#### DATA LISTING:
====
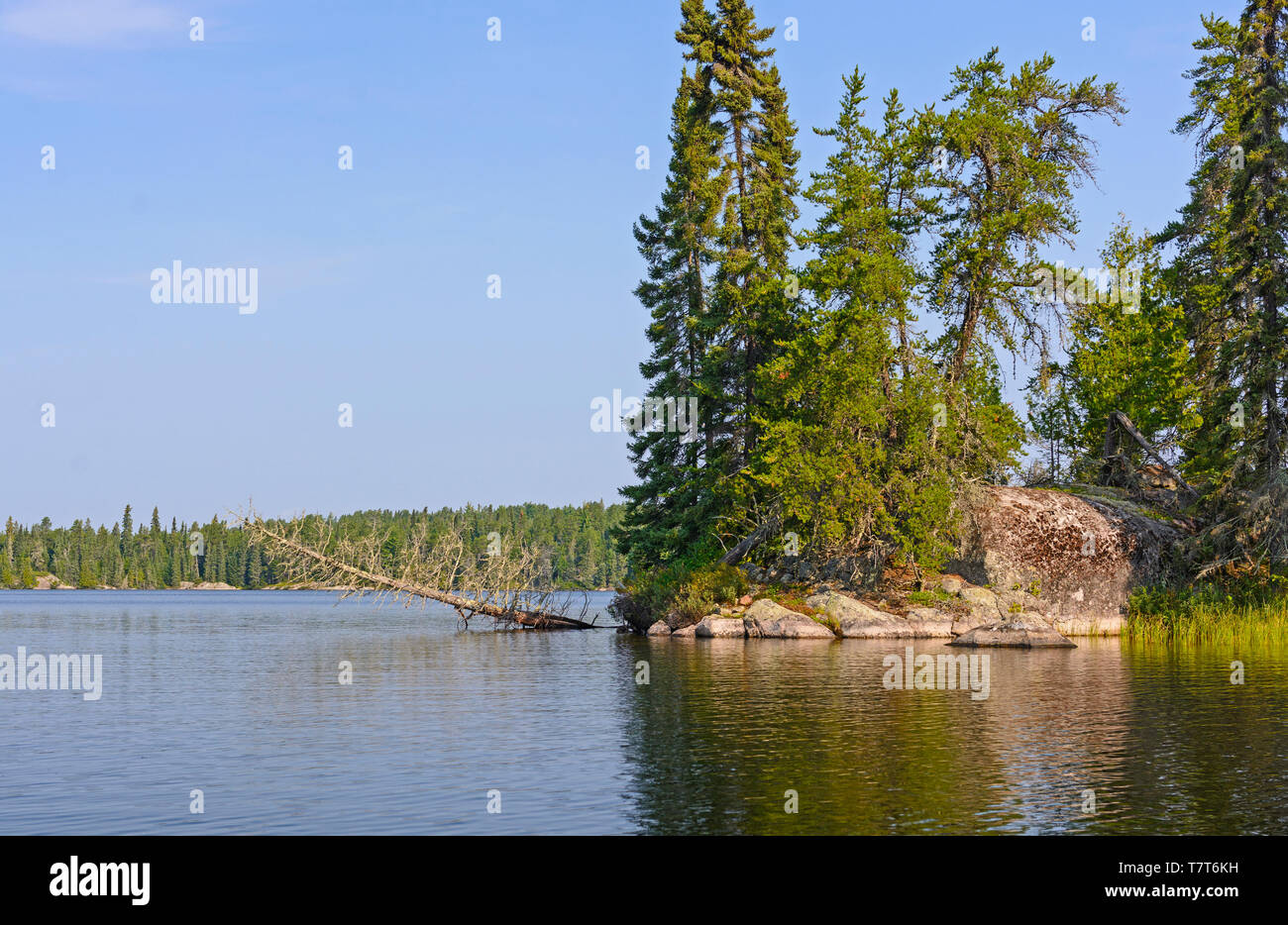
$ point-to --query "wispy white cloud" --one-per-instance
====
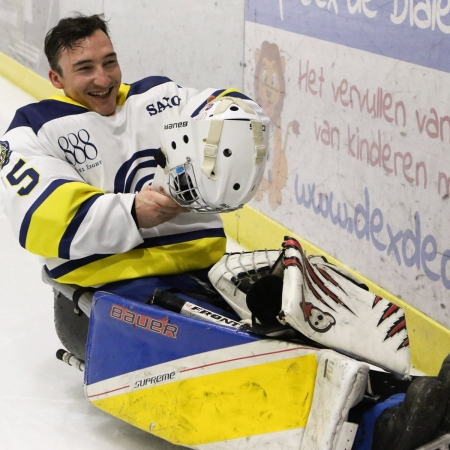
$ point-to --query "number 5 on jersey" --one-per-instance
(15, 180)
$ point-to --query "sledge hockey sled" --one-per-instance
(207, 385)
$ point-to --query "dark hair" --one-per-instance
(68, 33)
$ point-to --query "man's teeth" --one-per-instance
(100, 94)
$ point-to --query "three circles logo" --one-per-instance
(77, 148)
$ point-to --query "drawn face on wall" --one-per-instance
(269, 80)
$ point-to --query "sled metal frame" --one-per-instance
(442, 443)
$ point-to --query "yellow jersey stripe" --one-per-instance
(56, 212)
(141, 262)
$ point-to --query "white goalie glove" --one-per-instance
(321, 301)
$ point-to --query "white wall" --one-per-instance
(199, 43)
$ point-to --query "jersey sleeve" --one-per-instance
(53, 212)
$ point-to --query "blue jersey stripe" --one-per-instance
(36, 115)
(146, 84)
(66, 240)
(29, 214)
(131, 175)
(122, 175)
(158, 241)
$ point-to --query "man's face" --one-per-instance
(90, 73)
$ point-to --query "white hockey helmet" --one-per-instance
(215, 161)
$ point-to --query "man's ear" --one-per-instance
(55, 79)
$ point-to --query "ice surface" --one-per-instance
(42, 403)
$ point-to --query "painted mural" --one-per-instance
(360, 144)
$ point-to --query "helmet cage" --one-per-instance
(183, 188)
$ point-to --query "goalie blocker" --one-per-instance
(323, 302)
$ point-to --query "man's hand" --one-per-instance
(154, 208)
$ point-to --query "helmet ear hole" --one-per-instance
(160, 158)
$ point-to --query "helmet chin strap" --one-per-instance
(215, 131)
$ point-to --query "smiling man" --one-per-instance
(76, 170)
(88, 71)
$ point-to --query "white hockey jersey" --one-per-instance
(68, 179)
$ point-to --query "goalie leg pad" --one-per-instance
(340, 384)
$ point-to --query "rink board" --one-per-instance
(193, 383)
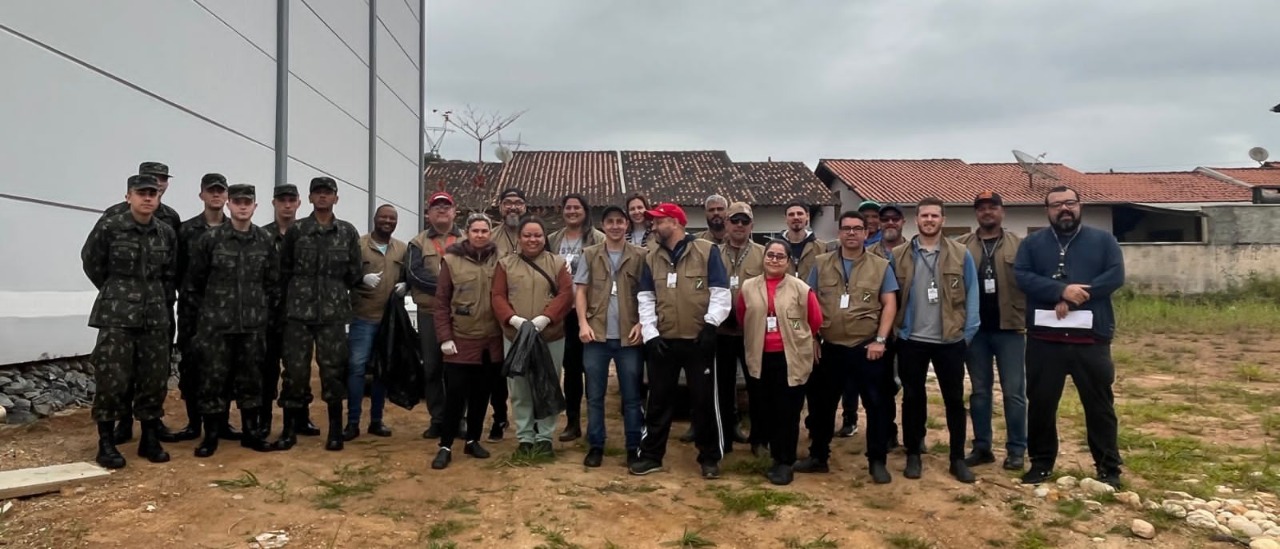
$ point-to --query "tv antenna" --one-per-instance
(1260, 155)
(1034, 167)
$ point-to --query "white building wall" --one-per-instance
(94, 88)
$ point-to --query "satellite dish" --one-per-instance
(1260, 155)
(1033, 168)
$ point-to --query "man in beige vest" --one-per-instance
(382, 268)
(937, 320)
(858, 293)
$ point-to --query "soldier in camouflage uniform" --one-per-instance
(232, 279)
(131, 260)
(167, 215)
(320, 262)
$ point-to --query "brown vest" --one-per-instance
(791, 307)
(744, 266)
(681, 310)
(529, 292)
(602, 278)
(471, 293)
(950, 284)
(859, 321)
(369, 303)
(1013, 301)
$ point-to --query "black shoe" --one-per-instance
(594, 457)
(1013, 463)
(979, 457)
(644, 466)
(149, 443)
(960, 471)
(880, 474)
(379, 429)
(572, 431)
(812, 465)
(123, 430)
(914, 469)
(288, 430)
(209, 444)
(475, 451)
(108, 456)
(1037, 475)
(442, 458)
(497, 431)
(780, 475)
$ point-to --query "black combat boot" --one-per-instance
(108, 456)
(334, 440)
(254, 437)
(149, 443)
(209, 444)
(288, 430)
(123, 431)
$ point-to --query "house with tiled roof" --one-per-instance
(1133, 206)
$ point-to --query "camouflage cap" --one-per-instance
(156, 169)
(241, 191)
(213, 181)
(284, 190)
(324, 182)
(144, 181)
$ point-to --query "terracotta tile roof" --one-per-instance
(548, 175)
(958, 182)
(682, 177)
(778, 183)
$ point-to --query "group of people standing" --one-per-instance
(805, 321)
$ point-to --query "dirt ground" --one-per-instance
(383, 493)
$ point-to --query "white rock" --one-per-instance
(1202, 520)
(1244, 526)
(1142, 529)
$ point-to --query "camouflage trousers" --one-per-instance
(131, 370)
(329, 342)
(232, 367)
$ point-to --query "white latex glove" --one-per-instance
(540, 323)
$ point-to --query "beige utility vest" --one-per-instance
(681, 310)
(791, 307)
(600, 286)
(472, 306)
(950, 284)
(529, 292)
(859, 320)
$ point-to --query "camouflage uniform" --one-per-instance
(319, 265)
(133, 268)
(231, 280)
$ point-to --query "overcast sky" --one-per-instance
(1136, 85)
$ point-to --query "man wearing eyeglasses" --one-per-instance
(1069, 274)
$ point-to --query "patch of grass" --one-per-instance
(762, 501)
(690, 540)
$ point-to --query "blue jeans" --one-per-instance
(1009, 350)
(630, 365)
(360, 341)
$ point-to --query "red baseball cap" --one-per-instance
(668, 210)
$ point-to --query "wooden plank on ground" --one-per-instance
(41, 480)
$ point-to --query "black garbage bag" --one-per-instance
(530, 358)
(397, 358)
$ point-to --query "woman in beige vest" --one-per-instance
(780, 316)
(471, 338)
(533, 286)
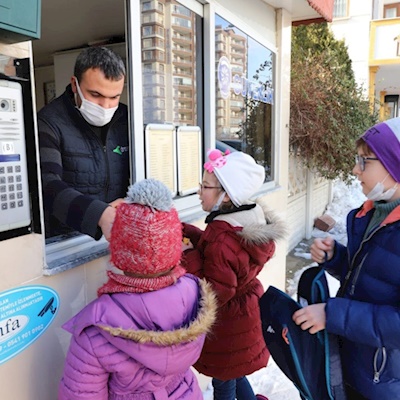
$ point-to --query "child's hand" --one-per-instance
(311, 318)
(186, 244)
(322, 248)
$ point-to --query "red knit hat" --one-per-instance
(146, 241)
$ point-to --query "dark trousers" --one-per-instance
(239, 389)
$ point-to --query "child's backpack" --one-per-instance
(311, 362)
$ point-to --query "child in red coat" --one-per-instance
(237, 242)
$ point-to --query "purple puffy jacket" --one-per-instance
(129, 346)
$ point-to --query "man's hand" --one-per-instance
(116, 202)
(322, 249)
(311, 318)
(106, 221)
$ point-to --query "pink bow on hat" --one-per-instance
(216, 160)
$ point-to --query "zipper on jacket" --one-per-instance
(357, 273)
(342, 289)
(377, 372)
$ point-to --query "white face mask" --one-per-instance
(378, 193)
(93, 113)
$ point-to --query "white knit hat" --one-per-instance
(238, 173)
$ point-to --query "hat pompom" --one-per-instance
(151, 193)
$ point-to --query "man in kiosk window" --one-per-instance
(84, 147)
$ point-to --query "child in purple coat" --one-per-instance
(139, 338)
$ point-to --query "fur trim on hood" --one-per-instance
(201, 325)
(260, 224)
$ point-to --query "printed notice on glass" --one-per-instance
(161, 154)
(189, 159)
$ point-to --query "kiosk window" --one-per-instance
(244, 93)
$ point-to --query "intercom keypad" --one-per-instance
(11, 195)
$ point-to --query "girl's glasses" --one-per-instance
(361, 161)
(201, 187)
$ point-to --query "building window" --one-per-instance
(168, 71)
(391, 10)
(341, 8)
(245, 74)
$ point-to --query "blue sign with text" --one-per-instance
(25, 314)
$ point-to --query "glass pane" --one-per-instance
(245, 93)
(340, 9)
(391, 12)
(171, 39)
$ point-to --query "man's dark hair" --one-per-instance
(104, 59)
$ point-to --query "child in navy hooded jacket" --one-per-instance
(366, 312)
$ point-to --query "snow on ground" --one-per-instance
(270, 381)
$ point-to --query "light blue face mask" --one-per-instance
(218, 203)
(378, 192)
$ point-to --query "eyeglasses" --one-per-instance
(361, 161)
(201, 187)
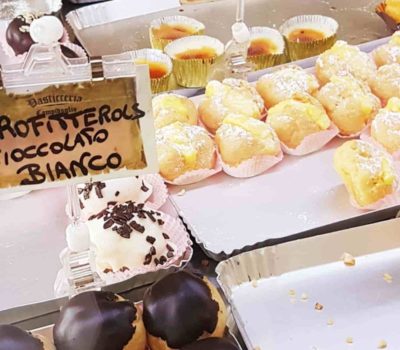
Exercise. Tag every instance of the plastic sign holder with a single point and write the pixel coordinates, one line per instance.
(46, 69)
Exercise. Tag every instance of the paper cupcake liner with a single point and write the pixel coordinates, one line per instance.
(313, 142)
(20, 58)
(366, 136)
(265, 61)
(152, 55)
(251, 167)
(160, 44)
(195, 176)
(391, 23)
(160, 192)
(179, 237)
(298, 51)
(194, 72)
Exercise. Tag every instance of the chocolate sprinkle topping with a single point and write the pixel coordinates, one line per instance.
====
#### WHAT YOU NEED TO DO:
Count the lines above that contain the string "pixel", treating uppercase and lowercase as different. Reply with the number alone.

#### COMPLETE ANSWER:
3